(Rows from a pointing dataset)
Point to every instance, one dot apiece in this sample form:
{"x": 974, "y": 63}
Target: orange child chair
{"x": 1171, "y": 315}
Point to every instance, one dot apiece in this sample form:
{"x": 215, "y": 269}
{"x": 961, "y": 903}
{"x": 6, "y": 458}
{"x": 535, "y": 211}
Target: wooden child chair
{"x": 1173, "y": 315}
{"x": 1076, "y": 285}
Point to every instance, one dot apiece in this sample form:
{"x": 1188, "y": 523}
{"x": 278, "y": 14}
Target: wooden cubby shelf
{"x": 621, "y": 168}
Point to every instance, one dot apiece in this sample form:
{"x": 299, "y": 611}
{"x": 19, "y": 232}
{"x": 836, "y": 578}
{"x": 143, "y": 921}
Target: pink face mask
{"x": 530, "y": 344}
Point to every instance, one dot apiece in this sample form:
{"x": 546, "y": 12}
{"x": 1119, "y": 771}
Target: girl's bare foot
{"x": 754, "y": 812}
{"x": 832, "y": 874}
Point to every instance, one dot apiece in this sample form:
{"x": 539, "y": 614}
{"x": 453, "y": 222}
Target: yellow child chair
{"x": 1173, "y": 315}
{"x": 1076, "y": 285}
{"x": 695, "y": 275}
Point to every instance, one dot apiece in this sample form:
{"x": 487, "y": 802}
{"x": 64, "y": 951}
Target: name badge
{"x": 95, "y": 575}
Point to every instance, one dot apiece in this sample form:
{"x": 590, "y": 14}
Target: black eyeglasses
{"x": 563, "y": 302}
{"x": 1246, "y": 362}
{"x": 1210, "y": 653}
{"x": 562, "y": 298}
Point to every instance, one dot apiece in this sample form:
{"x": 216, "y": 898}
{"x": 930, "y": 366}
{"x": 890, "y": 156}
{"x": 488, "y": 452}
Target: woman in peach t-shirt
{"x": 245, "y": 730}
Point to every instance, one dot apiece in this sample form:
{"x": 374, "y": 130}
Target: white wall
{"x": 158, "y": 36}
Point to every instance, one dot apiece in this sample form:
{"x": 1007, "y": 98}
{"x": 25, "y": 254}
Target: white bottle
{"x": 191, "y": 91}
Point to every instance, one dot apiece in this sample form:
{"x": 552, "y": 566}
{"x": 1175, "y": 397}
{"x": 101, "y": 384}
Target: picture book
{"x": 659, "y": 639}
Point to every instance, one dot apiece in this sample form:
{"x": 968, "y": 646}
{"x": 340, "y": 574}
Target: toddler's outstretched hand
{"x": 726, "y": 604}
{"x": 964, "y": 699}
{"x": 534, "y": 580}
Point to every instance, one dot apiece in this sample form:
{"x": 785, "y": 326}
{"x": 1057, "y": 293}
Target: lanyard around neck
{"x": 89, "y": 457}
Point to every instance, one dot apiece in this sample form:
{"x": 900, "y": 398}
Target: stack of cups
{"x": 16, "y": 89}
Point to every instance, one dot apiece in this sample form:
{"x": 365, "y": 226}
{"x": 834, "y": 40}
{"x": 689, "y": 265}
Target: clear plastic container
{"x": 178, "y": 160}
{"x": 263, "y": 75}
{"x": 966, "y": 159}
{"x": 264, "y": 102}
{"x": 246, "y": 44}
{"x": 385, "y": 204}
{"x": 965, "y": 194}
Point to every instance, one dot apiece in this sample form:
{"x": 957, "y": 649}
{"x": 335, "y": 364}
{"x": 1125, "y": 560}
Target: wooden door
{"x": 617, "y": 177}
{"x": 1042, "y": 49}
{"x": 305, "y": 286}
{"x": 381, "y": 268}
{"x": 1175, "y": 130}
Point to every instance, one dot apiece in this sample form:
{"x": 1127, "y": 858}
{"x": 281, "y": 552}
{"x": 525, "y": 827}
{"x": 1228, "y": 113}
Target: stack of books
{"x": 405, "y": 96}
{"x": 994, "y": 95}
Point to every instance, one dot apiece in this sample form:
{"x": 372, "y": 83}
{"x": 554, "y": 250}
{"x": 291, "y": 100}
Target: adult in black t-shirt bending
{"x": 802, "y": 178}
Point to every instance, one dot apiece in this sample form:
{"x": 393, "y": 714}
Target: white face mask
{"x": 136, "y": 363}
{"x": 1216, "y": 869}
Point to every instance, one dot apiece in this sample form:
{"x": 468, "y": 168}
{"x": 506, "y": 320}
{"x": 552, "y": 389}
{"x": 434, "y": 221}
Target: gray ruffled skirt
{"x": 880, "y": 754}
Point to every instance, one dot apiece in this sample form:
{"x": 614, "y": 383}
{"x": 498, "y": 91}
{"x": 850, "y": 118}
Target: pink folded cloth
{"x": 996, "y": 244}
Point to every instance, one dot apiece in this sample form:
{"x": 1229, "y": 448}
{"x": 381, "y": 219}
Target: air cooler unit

■ **WHAT TO WORK ON**
The records above should be restated word for word, please.

■ **CORRECT RESPONSE**
Point to every instance, one dot apiece in this sample form:
{"x": 974, "y": 63}
Target: orange child chair
{"x": 1171, "y": 315}
Point to every instance, one dot apiece in this sample form:
{"x": 215, "y": 269}
{"x": 961, "y": 903}
{"x": 6, "y": 458}
{"x": 535, "y": 211}
Target: wooden child chair
{"x": 1173, "y": 315}
{"x": 1076, "y": 285}
Point to every instance, one dot apiece in this sample form:
{"x": 1188, "y": 523}
{"x": 278, "y": 14}
Target: wooden cubby shelf
{"x": 621, "y": 168}
Point to every instance, one dot apiece in this sample form:
{"x": 299, "y": 611}
{"x": 19, "y": 232}
{"x": 836, "y": 578}
{"x": 143, "y": 921}
Target: pink face mask
{"x": 530, "y": 344}
Point to every instance, one dot apiece in this sample form:
{"x": 546, "y": 12}
{"x": 1119, "y": 771}
Target: girl's bare foot
{"x": 754, "y": 812}
{"x": 832, "y": 874}
Point to every instance, one dot apiece in this sample form:
{"x": 539, "y": 614}
{"x": 453, "y": 222}
Target: yellow child chair
{"x": 1173, "y": 315}
{"x": 1076, "y": 285}
{"x": 695, "y": 275}
Point to every instance, one dot apiece in this sample form:
{"x": 487, "y": 802}
{"x": 64, "y": 951}
Target: name badge
{"x": 95, "y": 575}
Point to every instance, one dot apiece in this sample form:
{"x": 590, "y": 14}
Target: black eyeglasses
{"x": 563, "y": 302}
{"x": 1246, "y": 362}
{"x": 1210, "y": 653}
{"x": 562, "y": 298}
Point to every instance, one dot apiece in this sample form:
{"x": 216, "y": 898}
{"x": 930, "y": 366}
{"x": 890, "y": 156}
{"x": 488, "y": 452}
Target: woman in peach t-shirt
{"x": 245, "y": 730}
Point to every instance, one dot apiece in this sample form:
{"x": 374, "y": 130}
Target: white wall
{"x": 158, "y": 36}
Point to every instance, one dot apiece in this sample form:
{"x": 1007, "y": 98}
{"x": 25, "y": 254}
Target: white bottle
{"x": 191, "y": 91}
Point to every instance, one dot apiece in this sample form:
{"x": 552, "y": 566}
{"x": 1175, "y": 397}
{"x": 101, "y": 384}
Target: picture book
{"x": 659, "y": 639}
Point to every instance, one dot apiece in this sample form:
{"x": 968, "y": 646}
{"x": 340, "y": 574}
Target: toddler's outstretched hand
{"x": 726, "y": 604}
{"x": 964, "y": 699}
{"x": 534, "y": 580}
Point to every instance, one dot apiece in this sample form:
{"x": 785, "y": 326}
{"x": 1057, "y": 293}
Target: lanyard around neck
{"x": 89, "y": 457}
Point to every instance, one dot apiece in this sample form:
{"x": 900, "y": 398}
Target: stack of cups
{"x": 16, "y": 89}
Point to every instance, one dot apiece in this sample form:
{"x": 365, "y": 226}
{"x": 834, "y": 40}
{"x": 689, "y": 265}
Target: clear plastic container
{"x": 178, "y": 160}
{"x": 263, "y": 75}
{"x": 966, "y": 159}
{"x": 264, "y": 102}
{"x": 246, "y": 44}
{"x": 385, "y": 204}
{"x": 965, "y": 194}
Point to every instance, one dot apiece in this sample form:
{"x": 957, "y": 649}
{"x": 335, "y": 364}
{"x": 1125, "y": 560}
Target: wooden door
{"x": 617, "y": 177}
{"x": 1042, "y": 49}
{"x": 305, "y": 286}
{"x": 381, "y": 268}
{"x": 1175, "y": 130}
Point to every instance, one dot apiece in this sample form:
{"x": 1127, "y": 858}
{"x": 281, "y": 552}
{"x": 525, "y": 827}
{"x": 1228, "y": 113}
Target: stack of books
{"x": 405, "y": 96}
{"x": 994, "y": 95}
Point to every instance, one dot apiece in this sample form:
{"x": 372, "y": 83}
{"x": 554, "y": 250}
{"x": 291, "y": 100}
Target: adult in black t-shirt bending
{"x": 802, "y": 178}
Point to every instance, one dot apiece in this sample form:
{"x": 393, "y": 714}
Target: white face mask
{"x": 136, "y": 363}
{"x": 1216, "y": 869}
Point to every instance, one dot apiece in this sample form:
{"x": 468, "y": 168}
{"x": 506, "y": 320}
{"x": 552, "y": 389}
{"x": 434, "y": 221}
Target: gray ruffled skirt
{"x": 880, "y": 754}
Point to every instance, one dot apiece in this sample form:
{"x": 614, "y": 383}
{"x": 498, "y": 91}
{"x": 850, "y": 118}
Target: pink folded cloth
{"x": 996, "y": 244}
Point to every instance, one dot apiece in this sample form:
{"x": 1229, "y": 448}
{"x": 381, "y": 219}
Target: air cooler unit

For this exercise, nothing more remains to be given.